Text provided →
::::
Which countries are backing the hydrogen economy?

Governments around the world are announcing policy statements and releasing hydrogen strategies to support the hydrogen economy. 

Australia:

  • Australia’s National Hydrogen Strategy was approved in November 2019, aiming to make the country a major global player in the hydrogen industry by 2030.
  • Announced AU$146 million for hydrogen projects.
  • Plan to export hydrogen to Asia.  
  • Australia announced over AU dollar 100 million to support hydrogen research and pilot projects.
  • Australia published its technical roadmap for hydrogen in cooperation with the Commonwealth Scientific and Industrial Research Organisation (CSIRO).

Austria:

  • Austria’s NECP plans to promote hydrogen to help increase the share of renewable energy in total energy consumption to 45-50% by 2030. The government outlined a national hydrogen strategy as part of its policy programme.

Belgium:

  • Belgian encourage the development of hydrogen projects through subsidies and other legislative initiatives.
  • It published its hydrogen roadmap in 2018, with long term goals for 2030 and 2050. It also allocated EUR 50 million an investment plan for power-to-gas projects.

Brazil:

  • The government included green hydrogen in its long-term energy plan for 2050. It still lacks public policies for green hydrogen.
  • Brazil hosted the 22nd World Hydrogen Energy Conference in 2018.

Canada:

  • Canada released its first hydrogen strategy report in December 2020, outlined its strategy at national and provincial levels. The reports claimed that clean hydrogen could deliver around 30% of the country’s end-use energy by 2050.

China:

  • The central government provides tax reduction and subsidies for FCEVs between RMB 20k to 50k, which vary based on vehicles type and hydrogen fuel cells capacity.
  • Started building the world’s largest solar-powered hydrogen plant in Nigxia Hui.
  • City governments provide subsidies of up to RMB 9 million for the building of refuelling stations.
  • Wuhan is planned to be the first Chinese Hydrogen City and will be a home for around 100 fuel cell automakers and about 300 hydrogen refuelling stations by 2025.
  • Planned for 5,000 fuel cell electric vehicles (FCEVs) by 2020 and one million FCEVs by 2030
  • Planned for 1,000 refuelling stations by 2030.
::::
Explore the material →
- a) Decide whether each of these statements agrees with the text on countries backing the hydrogen economy, answering yes or no and quoting the deciding words: (i) Australia's National Hydrogen Strategy was approved in November 2019. (ii) Belgium published its hydrogen roadmap in 2020. (iii) Brazil already has public policies for green hydrogen.
- b) Write what comes next in the text on countries backing the hydrogen economy, picking up after its final line.
The entries that come next have no connection to the text on countries backing the hydrogen economy.

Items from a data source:
::::
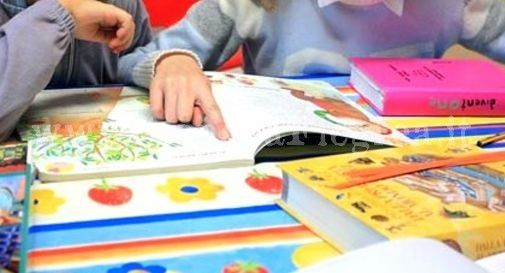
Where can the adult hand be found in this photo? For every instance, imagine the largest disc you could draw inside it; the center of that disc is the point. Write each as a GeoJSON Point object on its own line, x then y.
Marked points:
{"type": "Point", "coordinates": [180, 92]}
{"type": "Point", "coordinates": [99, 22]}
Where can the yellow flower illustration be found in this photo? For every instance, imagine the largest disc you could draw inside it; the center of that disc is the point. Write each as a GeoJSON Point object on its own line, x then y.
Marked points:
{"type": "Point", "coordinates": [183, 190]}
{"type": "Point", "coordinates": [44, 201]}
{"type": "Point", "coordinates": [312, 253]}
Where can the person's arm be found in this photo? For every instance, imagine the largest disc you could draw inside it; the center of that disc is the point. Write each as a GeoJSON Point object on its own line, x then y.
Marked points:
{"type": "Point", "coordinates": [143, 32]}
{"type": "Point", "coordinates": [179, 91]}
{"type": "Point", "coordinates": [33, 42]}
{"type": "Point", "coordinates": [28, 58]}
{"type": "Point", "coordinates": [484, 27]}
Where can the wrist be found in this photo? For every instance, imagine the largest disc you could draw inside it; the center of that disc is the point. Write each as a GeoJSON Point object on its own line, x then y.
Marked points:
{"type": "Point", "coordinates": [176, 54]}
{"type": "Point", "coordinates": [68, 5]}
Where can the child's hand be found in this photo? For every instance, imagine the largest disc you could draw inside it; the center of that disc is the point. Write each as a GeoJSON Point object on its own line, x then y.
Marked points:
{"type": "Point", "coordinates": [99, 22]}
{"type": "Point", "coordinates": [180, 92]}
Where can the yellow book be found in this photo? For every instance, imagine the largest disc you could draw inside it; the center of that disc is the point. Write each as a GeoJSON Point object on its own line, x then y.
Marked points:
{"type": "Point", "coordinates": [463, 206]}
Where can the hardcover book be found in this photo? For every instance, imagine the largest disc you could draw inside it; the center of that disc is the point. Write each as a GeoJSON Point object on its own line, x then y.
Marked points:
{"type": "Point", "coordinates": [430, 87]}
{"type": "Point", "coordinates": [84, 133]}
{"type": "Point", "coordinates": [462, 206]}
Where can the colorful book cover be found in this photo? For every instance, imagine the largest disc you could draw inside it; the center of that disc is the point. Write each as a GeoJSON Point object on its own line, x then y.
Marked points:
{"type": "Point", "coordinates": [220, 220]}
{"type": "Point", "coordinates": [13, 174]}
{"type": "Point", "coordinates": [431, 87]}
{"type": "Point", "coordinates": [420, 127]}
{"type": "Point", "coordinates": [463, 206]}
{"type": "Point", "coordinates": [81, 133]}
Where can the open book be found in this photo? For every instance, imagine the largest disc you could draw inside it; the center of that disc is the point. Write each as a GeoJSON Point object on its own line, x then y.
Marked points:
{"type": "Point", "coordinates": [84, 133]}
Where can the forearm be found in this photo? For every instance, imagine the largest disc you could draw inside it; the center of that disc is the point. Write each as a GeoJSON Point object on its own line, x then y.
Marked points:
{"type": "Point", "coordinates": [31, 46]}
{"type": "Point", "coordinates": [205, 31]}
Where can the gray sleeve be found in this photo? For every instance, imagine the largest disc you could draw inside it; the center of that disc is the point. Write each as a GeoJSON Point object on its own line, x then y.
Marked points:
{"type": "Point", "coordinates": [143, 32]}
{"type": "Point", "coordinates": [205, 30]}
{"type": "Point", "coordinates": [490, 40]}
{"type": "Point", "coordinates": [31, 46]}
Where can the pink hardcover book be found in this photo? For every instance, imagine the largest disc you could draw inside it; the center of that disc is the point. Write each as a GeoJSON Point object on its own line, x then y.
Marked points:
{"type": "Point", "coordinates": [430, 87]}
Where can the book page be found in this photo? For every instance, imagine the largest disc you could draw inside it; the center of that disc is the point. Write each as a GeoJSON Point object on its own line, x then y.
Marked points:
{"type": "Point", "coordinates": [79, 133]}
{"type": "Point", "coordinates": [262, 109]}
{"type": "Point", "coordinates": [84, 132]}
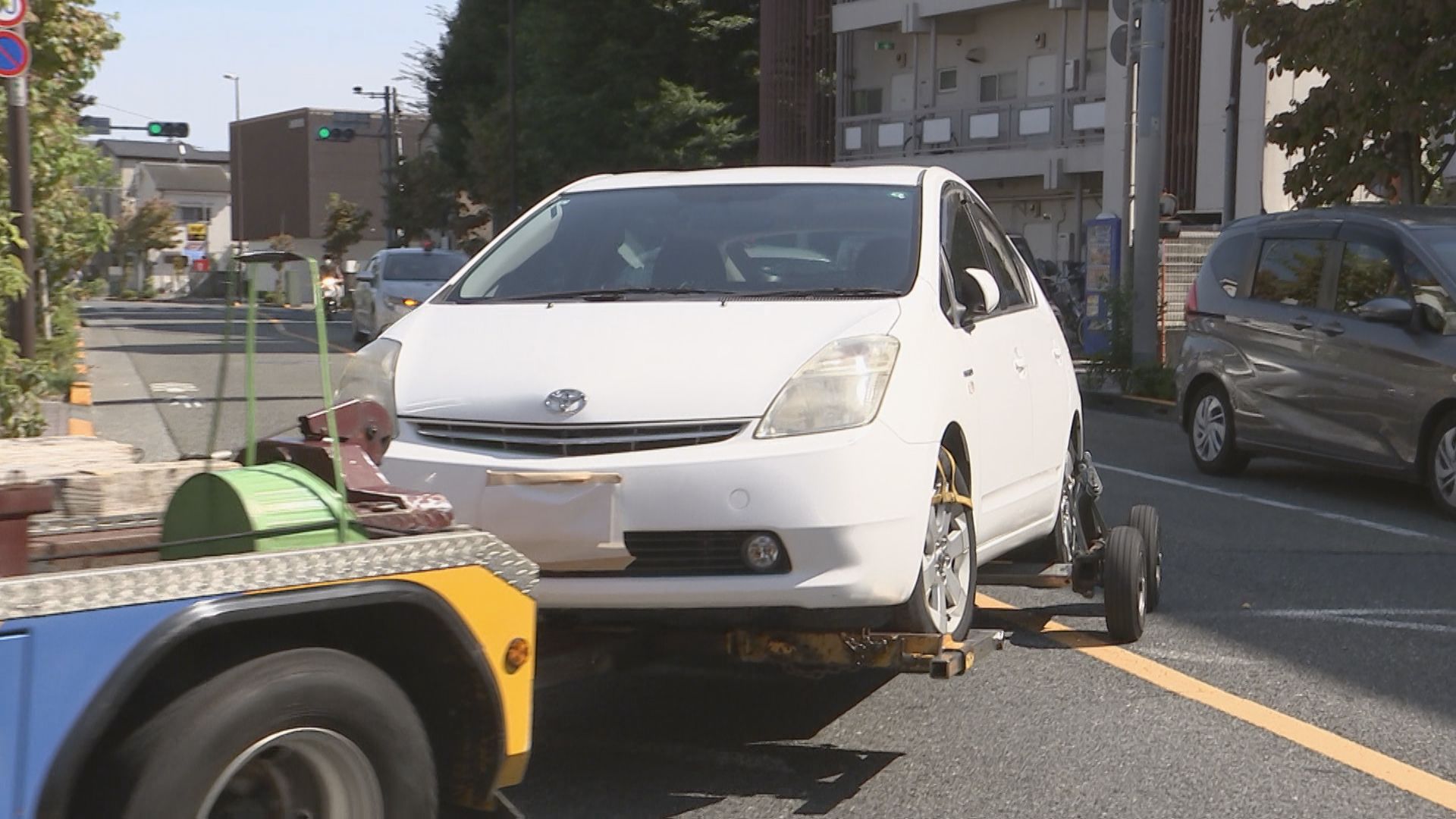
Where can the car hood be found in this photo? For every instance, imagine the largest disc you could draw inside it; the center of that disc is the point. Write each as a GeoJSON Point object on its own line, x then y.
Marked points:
::::
Solved problems →
- a)
(i) Yes: "Australia’s National Hydrogen Strategy was approved in November 2019"
(ii) No: "It published its hydrogen roadmap in 2018"
(iii) No: "It still lacks public policies for green hydrogen."

- b)
  • Exempted FCEVs and BEVs from vehicle and vessel tax.

Chile:

  • Chile plans to develop its ten years plan for the hydrogen economy. It plans to the cheapest supplier of green hydrogen and aims to be in the world top three hydrogen exporters. 

Colombia:

  • Colombia is developing a roadmap for hydrogen deployment and is working on a study to assess the future scenarios for the green and blue hydrogen economy.

European Union:

  • The EU announced in July 2020 that it aims to install 6 GW of renewable hydrogen electrolysers by 2024 which will be expanded to 40GW during 2025-2030. It plans to produce around 1 million tonnes of renewable hydrogen in the region over the next four years which will be increased up to 10 million tonnes by 2030. Beyond 2030, the use of renewable hydrogen will be extended to hard-to-decarbonise sectors.
  • Fuel Cells and Hydrogen Joint Undertaking (FCHJU) is a EUR 1.3 billion fund to promote hydrogen technologies in energy and transport.
  • The EU members with over 1000 companies signed the Linz Declaration “Hydrogen Initiative” to promote sustainable hydrogen technology.

France:

  • Announced the National Hydrogen Strategy in September 2020.
  • It announced EUR 100 million funding for prompting hydrogen technology
  • Set targets for 2023 and 2028 for low-carbon hydrogen in industry and transport.

Germany:

  • Set a target of 5 GW of green hydrogen generation by 2030 and to invest EUR 7 billion for hydrogen the production.
  • Set the National Innovation Programme for Hydrogen and Fuel Cell Technologies for ten years
  • It announced funding and subsidies of EUR 1.4 billion for promoting hydrogen, particularly in the transport sector.

India:

  • India wants hydrogen to make up a 4% share in the national energy mix by 2030.
  • The Indian government published an INR 60 million call for research proposals on hydrogen and fuel cells.

Italy:

  • Italy announced its new hydrogen strategy aiming for 20% hydrogen share in the total energy demand by 2050.
  • Introduced regulations (allowing high pressure) to help the deployment of hydrogen refuelling stations.

Japan:

  • Aims to have 800,000 FCVs by 2030.
  • 6,000 homes in the Olympic Village are equipped with hydrogen.
  • Hosted the first Hydrogen Energy Ministerial Meeting in Tokyo, which was attended by 21 countries.
  • Issued a new Strategic Roadmap for implementation of the Basic Hydrogen Strategy.
  • A consortium launched Japan H2 Mobility intending to install 80 hydrogen refuelling stations by 2021. The consortium will work under the Japanese central government’s Ministerial Council’s supervision on Renewable Energy, Hydrogen and Related Issues.

Netherlands:

  • To develop 3-4 GW of electrolyser capacity by 2030.
  • NortH2 vision aims to produce green hydrogen from offshore wind, reaching 10 GW by 2040.
  • €35 m/year Climate Budget Fund to support various technologies including hydrogen.
  • Announced a hydrogen roadmap.

New Zealand:

  • Signed an agreement with Japan for joint hydrogen projects.
  • Published its Vision and Roadmap for Hydrogen in September 2019.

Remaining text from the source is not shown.